REQUESTS:
1. Please condense the paragraph of the accelerationism text that begins "Contrary to the fanciful musings," keeping its main facts.
2. Reproduce a stretch of the accelerationism text, starting at the words "Since that first" and ending after "of global catastrophe.".

TEXT SHOWN:
####################

Within both political wings lie those cheering for the continued and accelerated erosion of sociopolitical institutions and norms in the hopes of crossing a critical inflection point, often characterized by some imagined technological breakthrough. These are strains of a movement broadly referred to as accelerationism. The term was popularized by professor Benjamin Noys in his 2010 book, The Persistence of the Negative, in which he critiques leftist thinkers who believe that hastening capitalism’s development would necessarily usher in socialism, either from its ashes or through the co-optation of existing capitalist infrastructure towards collectivist ends. Indeed, Noys offers a cynical view of the conceit; its inherent political ambivalence and capitalism’s resiliency and ability to reinvent itself time and again run counter to the notion that inducing crises would necessarily bring about positive social change.
Since that first book, accelerationist thought leaders and manifestos have come and gone, largely without much of a trace. In the preface to his new book, Noys suggests that, “passions aroused by the accelerationist moment have faded, and what movement there was, especially on the left, now takes more sober and restrained forms.” Maybe one could argue this to be the case among the intelligentsia, but for the general population, I would venture to guess that the political apathy and disillusionment alluded to earlier represents a sort of less coherent anti-institutional accelerationism, rooted primarily in nihilism: people yearning for a broader end to the current social order in the hopes that either their ideal future will manifest on the other end, or so as to rip a bandage and hasten what feels to be an excruciating and slow boil toward some kind of global catastrophe.
Contrary to the fanciful musings of nihilist cynics, even despite the ascendancy of collectivist ideals like universal welfare, socialism, and economic redistribution in the cultural zeitgeist, it is highly unlikely that an induced crisis should usher in some kind of egalitarian utopia. Rather, what should emerge on the other end of a cataclysmic crisis would likely strongly resemble our current conditions, as its beneficiaries and defendants (the corporations, the elite) are best disposed to pick up the pieces.

####################

ENTRIES SHOWN:
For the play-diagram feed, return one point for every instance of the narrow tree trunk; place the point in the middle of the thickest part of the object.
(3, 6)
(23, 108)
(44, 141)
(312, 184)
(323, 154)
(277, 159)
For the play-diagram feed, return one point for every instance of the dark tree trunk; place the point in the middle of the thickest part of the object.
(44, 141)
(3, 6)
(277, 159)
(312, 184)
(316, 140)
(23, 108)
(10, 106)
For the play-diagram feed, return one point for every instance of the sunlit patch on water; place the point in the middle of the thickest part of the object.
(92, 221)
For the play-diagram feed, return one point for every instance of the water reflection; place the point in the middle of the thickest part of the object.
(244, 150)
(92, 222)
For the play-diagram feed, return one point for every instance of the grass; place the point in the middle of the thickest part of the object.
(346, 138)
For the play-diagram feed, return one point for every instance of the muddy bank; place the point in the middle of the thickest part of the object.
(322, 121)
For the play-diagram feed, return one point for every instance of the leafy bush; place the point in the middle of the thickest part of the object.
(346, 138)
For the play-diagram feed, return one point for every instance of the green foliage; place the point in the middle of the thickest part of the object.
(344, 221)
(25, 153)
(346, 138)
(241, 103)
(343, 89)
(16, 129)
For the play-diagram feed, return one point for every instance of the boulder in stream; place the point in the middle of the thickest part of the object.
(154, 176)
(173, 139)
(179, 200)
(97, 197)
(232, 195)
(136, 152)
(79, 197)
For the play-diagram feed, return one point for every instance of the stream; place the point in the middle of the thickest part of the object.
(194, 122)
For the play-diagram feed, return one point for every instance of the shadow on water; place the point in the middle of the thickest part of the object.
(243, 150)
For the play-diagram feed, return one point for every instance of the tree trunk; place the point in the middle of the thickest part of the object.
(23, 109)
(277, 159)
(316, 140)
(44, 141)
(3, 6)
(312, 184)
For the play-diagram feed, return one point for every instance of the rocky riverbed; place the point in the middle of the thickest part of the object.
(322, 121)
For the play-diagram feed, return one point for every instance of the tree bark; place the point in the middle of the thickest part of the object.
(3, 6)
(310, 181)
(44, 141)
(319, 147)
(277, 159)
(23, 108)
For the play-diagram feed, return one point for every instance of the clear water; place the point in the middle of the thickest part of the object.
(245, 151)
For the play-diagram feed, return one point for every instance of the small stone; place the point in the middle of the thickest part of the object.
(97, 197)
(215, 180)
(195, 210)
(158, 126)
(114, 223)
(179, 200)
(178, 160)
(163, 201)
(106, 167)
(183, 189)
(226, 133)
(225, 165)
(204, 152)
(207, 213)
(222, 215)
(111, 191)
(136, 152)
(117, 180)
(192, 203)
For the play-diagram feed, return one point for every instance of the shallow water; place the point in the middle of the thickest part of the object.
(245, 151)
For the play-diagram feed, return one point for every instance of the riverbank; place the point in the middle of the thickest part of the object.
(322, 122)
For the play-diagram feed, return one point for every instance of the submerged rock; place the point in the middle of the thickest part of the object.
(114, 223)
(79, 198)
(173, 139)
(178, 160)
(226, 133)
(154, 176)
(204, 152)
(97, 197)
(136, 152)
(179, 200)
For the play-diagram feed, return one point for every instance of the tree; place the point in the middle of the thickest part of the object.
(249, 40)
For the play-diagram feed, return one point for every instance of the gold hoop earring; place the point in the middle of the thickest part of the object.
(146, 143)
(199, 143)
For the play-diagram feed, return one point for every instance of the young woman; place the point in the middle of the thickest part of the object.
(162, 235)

####################

THE RESPONSES:
1. Even as collectivist ideals like universal welfare, socialism, and economic redistribution gain cultural ground, an induced crisis is very unlikely to yield the egalitarian utopia nihilist cynics imagine. What follows a cataclysmic crisis would probably look much like today's conditions, since the corporations and the elite who benefit from and defend them are best placed to pick up the pieces.

2.
Since that first book, accelerationist thought leaders and manifestos have come and gone, largely without much of a trace. In the preface to his new book, Noys suggests that, “passions aroused by the accelerationist moment have faded, and what movement there was, especially on the left, now takes more sober and restrained forms.” Maybe one could argue this to be the case among the intelligentsia, but for the general population, I would venture to guess that the political apathy and disillusionment alluded to earlier represents a sort of less coherent anti-institutional accelerationism, rooted primarily in nihilism: people yearning for a broader end to the current social order in the hopes that either their ideal future will manifest on the other end, or so as to rip a bandage and hasten what feels to be an excruciating and slow boil toward some kind of global catastrophe.